# Article
=====

These pressures are driving renewed momentum behind co-packaged optics (CPO). According to LightCounting, sales of lasers and photonic integrated circuits for optical transceivers are expected to grow from $2.4B in 2023 to $5.9B by 2029, fueled largely by AI data centers.
Read on to learn key CPO trends shaping AI systems in 2026 and the challenges designers will need to solve to make CPO work at scale.
Trend 1. CPO will be essential to lowering AI factories’ power consumptions
AI performance increasingly depends on tightly coupled clusters of XPUs that must operate as a single logical computer. At multi-terabit data rates, interconnect requirements grow combinatorially—systems with millions of endpoints require tens of millions of high-speed links. Electrical interconnects become the limiting factor. Insertion loss rises non-linearly with frequency and distance, forcing increasingly aggressive equalization. Retimers and DSPs can recover signal integrity, but at a steep cost in power consumption. Research predicts that by 2027, AI data centers’ power demand will grow by 50% globally. And about 60% of data center energy is spent on data movement, not compute.
To address the energy demand from AI, co-packaged optics (CPO) brings optical engines directly adjacent to switch ASICs, accelerators, and chiplets. By collapsing electrical distances from inches to millimeters, this proximity reduces power consumption and signal loss while increasing bandwidth density and lowering latency. It leads to a system architecture better suited to modern AI workloads, where thousands of processors must exchange data continuously and behave as a single, tightly coupled machine.
CPOs enable a credible path to sub pJ /bit by placing the optical engine directly adjacent to, or within the same package as the switch ASIC or XPU. NVIDIA’s recent report shows that transitioning from pluggable transceiver to CPO in 1.6T networks can reduce link power from 30 W to 9 W. Industry analyses expect exponential growth in CPO deployments, with 3.2T ports exceeding 10 million units by 2029. Recent platforms underscore how quickly CPO technology is maturing.

=====

# What you have to do
Answer these from the co-packaged optics article:
(a) According to LightCounting, what will sales of lasers and photonic integrated circuits for optical transceivers reach by 2029?
(b) About what share of data center energy goes to data movement?
(c) Per NVIDIA's report, how much does link power drop when 1.6T networks move from pluggable transceivers to CPO?

=====

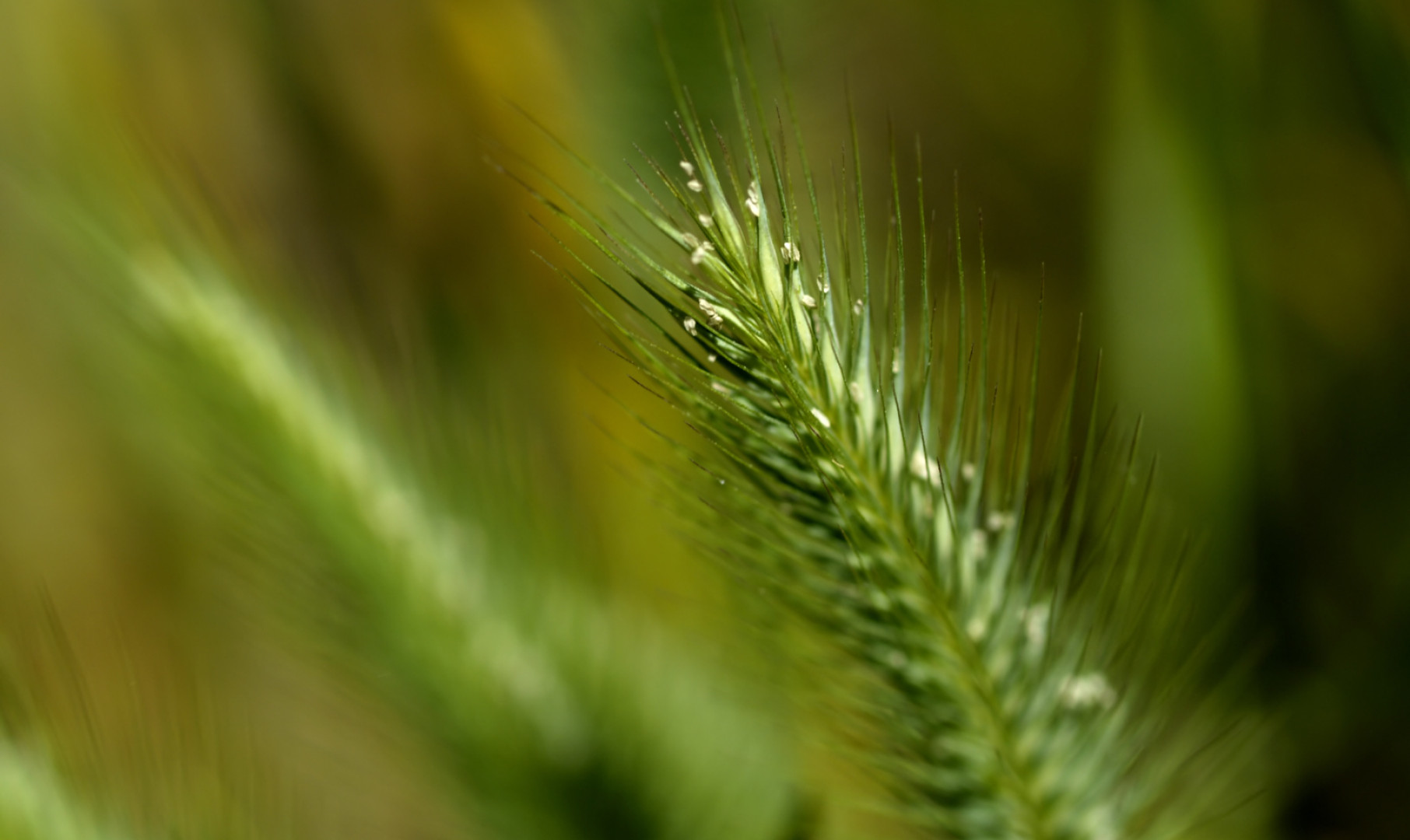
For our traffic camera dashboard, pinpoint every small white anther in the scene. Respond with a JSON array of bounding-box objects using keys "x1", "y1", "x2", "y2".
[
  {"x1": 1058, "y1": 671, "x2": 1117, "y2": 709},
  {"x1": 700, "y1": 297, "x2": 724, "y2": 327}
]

=====

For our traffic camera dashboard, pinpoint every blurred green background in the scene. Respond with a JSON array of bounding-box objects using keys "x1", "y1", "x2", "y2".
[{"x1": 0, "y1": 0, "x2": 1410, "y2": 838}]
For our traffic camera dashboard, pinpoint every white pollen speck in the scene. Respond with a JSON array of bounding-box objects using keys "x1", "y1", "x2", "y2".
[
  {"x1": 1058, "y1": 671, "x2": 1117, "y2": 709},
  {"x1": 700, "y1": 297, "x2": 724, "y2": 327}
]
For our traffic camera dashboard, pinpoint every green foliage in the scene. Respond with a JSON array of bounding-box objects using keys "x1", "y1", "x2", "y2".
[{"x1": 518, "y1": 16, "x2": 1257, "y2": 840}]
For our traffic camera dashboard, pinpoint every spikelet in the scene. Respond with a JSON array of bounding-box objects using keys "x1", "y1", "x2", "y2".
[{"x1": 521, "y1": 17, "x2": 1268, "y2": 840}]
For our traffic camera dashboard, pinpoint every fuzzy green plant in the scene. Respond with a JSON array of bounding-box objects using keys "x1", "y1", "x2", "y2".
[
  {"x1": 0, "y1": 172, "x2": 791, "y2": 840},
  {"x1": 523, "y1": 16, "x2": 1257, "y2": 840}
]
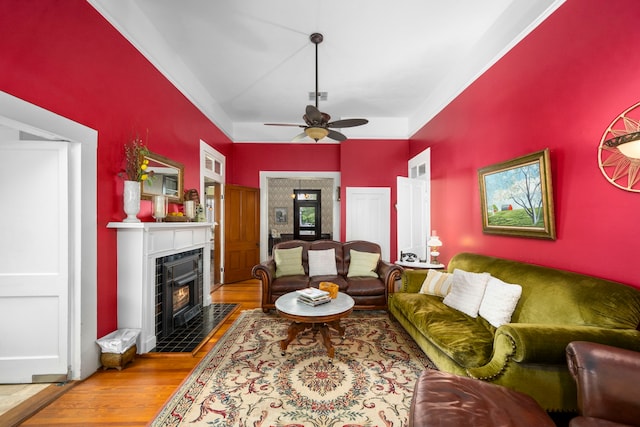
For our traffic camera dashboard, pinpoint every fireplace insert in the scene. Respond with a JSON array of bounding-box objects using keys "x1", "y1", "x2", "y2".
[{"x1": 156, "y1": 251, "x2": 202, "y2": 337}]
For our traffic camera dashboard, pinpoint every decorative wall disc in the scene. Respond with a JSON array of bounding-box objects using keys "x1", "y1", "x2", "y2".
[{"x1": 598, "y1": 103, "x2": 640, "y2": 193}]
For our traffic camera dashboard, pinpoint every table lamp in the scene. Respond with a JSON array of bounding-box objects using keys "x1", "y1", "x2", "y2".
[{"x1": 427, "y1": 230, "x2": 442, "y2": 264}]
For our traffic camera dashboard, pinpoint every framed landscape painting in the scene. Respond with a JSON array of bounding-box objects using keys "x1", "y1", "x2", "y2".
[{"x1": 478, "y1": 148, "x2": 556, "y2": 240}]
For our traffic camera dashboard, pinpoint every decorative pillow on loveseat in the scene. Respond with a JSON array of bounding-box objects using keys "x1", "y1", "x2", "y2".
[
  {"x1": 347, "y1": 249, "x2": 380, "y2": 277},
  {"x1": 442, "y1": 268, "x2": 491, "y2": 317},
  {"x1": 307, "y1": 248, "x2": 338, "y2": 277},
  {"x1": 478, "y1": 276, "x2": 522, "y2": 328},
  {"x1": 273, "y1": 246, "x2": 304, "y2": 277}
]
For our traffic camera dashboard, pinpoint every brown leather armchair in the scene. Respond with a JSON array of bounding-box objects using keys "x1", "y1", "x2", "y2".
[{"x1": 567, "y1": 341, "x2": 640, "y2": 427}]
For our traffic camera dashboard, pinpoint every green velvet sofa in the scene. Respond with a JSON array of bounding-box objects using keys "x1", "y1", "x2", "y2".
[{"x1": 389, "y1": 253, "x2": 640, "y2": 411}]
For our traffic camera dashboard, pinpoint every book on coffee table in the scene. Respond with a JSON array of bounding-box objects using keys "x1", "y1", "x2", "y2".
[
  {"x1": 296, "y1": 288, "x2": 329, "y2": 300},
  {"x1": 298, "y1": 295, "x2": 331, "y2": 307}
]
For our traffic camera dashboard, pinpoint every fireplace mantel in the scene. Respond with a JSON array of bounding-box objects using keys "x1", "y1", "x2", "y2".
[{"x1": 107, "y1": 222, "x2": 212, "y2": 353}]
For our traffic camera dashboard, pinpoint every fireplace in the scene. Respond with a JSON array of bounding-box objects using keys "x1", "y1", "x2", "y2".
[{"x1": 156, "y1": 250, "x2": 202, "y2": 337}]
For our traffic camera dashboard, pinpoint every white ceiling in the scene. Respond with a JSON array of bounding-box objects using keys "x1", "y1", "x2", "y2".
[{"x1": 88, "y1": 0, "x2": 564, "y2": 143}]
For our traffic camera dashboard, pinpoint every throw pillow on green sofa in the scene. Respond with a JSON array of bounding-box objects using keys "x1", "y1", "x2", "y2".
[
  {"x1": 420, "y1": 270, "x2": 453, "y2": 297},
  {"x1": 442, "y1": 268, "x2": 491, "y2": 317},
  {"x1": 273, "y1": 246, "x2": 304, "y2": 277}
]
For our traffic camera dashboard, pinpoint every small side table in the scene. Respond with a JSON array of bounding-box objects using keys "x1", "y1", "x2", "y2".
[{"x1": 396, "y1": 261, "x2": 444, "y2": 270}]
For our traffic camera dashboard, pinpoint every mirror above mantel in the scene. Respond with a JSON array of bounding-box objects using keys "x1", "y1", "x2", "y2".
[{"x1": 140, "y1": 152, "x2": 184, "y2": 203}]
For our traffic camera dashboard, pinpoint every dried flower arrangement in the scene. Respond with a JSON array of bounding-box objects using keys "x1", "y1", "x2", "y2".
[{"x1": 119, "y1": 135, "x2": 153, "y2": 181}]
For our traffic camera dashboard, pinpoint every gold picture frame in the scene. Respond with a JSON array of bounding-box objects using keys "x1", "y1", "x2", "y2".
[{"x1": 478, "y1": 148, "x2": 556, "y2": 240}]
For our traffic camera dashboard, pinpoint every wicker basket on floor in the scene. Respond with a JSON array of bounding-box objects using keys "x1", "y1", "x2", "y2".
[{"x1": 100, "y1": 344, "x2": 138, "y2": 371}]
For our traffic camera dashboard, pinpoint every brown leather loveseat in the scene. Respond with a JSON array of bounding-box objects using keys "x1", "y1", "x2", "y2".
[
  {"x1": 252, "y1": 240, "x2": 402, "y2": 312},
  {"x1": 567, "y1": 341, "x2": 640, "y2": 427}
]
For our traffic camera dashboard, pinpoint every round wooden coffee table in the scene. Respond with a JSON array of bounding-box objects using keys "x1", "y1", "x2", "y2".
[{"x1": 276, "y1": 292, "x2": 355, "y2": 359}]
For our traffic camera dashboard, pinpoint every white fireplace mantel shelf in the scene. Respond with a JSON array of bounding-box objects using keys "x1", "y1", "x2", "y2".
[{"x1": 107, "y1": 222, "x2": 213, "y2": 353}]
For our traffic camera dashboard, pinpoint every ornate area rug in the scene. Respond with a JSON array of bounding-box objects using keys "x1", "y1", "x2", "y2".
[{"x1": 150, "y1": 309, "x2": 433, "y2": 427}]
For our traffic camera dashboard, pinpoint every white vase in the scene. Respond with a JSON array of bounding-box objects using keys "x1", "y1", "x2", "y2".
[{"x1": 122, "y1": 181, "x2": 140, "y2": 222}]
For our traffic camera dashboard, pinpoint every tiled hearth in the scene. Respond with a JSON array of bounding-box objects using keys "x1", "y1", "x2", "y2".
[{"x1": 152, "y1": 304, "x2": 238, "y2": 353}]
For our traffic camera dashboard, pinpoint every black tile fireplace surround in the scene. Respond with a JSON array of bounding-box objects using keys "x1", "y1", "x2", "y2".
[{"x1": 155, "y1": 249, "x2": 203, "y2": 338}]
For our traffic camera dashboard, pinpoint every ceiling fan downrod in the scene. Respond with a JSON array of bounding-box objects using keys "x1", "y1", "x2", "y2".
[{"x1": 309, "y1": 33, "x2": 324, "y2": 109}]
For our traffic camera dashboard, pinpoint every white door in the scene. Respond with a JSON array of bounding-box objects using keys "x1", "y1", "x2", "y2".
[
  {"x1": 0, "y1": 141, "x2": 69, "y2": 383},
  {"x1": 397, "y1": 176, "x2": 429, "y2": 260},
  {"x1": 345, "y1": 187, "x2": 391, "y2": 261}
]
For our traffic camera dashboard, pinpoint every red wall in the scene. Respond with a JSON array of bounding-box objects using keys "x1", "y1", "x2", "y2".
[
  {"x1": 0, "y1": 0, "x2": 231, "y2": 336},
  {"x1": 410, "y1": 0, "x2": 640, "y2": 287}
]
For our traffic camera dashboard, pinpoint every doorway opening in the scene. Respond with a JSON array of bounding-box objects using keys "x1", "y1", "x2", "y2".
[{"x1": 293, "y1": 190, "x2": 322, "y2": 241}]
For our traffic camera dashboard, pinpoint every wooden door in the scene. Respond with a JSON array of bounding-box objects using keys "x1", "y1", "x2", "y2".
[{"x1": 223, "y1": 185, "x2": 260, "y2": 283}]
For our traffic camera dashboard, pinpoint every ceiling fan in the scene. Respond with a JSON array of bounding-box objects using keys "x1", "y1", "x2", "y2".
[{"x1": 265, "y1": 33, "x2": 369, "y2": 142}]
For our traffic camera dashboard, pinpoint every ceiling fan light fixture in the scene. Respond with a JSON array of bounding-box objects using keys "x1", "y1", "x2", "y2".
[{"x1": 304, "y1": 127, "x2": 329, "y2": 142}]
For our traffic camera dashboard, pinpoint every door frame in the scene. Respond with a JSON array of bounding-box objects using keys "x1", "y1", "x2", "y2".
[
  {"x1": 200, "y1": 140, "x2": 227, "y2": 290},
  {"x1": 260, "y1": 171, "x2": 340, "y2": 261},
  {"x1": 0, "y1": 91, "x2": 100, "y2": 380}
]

=====

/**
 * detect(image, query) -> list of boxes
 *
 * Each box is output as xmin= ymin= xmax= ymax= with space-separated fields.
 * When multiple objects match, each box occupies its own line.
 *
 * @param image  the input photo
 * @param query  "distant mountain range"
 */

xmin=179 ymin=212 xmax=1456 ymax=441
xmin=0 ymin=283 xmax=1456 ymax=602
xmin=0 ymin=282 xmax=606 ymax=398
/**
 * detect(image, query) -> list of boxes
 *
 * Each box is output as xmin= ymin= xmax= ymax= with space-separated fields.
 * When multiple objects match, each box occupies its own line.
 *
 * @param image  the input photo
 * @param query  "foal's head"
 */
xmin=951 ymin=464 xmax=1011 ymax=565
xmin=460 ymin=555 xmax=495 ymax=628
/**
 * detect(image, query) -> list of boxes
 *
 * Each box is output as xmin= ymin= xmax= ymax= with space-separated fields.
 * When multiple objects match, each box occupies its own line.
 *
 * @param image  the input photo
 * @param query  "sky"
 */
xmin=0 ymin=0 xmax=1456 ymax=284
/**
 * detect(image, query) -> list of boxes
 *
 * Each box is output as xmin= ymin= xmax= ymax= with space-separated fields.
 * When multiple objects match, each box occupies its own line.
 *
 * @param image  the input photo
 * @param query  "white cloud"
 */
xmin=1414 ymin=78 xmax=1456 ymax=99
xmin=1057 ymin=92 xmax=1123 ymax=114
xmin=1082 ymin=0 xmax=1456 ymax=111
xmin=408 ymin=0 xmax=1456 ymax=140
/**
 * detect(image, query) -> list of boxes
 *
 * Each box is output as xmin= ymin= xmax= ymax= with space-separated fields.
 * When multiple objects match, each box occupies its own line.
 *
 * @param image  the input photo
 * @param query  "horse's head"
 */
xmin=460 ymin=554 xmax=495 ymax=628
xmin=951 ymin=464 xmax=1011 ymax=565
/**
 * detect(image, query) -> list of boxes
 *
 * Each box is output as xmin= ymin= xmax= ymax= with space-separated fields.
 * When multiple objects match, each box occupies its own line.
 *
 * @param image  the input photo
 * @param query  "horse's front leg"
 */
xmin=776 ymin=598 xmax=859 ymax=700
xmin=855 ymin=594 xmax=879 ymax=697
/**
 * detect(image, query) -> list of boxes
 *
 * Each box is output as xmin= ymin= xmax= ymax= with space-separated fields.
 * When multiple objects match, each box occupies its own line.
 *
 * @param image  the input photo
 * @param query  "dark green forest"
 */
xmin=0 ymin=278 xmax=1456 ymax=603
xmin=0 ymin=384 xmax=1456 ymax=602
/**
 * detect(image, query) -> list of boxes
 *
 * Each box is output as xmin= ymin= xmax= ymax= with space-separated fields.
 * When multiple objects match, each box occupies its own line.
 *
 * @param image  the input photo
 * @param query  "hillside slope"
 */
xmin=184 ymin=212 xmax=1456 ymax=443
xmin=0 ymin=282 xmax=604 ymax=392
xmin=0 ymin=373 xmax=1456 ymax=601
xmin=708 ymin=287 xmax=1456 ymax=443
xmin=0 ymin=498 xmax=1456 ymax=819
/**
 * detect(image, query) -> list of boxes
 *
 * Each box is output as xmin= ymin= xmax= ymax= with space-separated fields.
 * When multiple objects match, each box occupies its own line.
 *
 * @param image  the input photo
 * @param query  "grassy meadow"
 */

=====

# Written answer
(a) $5.9B, up from $2.4B in 2023.
(b) About 60%.
(c) From 30 W to 9 W.